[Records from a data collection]

------------------------------------

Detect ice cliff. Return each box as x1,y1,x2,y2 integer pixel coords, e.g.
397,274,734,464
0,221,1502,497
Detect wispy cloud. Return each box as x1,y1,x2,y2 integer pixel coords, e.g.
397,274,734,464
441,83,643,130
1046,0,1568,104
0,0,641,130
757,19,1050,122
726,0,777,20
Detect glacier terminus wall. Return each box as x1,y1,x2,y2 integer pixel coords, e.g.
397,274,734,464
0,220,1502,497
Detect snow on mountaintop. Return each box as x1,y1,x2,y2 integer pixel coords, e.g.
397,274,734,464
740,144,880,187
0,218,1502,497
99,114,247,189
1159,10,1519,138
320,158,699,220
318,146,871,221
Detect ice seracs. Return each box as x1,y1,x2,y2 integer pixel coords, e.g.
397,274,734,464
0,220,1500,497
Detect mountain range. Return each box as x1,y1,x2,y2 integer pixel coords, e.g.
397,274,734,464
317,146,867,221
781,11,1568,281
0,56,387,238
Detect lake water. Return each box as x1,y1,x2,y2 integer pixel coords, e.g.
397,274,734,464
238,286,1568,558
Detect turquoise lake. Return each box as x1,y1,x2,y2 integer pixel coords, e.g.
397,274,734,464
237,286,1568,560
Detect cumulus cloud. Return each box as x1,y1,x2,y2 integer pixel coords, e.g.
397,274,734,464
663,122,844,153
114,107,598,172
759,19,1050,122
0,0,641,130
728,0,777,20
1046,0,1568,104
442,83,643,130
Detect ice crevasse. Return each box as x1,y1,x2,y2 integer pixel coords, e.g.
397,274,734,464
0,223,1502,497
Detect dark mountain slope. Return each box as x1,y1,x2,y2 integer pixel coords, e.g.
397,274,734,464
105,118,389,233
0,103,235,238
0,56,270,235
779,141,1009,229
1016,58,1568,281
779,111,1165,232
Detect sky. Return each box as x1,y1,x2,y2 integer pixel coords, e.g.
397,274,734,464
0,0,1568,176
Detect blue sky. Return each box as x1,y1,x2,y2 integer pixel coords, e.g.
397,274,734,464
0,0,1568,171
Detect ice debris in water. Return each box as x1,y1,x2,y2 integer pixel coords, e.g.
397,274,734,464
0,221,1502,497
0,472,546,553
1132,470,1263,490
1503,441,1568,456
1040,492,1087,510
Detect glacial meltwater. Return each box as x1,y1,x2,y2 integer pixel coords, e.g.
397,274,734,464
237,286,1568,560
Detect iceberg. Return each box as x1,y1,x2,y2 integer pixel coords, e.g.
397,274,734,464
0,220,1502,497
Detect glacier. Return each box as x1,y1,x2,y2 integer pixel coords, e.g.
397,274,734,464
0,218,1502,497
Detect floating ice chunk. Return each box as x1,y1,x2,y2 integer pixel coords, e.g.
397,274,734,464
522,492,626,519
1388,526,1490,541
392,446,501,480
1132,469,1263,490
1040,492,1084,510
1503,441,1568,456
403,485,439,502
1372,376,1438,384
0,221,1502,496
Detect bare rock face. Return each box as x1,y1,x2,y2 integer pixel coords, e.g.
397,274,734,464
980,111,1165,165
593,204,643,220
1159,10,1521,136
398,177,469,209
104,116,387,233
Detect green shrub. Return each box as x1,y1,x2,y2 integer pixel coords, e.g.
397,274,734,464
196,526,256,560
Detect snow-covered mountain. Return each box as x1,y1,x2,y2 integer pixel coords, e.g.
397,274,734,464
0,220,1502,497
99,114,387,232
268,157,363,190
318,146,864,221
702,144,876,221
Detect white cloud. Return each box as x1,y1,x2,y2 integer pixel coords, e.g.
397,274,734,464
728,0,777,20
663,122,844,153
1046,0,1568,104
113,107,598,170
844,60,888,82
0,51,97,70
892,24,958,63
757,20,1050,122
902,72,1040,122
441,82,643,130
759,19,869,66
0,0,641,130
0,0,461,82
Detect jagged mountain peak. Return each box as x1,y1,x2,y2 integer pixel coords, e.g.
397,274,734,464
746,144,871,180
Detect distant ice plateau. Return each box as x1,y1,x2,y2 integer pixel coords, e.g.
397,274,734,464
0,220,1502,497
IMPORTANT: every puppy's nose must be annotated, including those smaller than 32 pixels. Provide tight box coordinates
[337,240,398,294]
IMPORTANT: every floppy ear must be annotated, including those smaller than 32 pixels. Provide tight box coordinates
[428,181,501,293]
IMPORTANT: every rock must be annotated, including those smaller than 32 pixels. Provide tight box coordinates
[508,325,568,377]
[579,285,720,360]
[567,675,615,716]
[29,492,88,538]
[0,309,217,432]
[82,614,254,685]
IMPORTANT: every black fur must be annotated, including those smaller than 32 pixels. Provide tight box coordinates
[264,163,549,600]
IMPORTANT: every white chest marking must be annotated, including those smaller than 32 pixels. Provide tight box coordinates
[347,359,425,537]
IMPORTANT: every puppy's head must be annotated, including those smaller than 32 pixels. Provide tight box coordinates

------------------------------------

__Directions__:
Update everything from the line containing "Detect bare rock" down to the line containing "196,526,256,560" by replacing "green shrub" with "low bush". Reproduce only those lines, with nothing else altered.

__Response__:
Detect bare rock face. Return each box as x1,y1,x2,y2 integer pixel coords, e.g.
397,274,734,464
980,111,1165,165
593,204,643,220
1159,10,1521,136
398,177,469,209
104,116,387,233
Detect low bush. Return each box as x1,y1,x2,y2 integer pixel coords, e.g.
397,274,734,464
196,526,256,560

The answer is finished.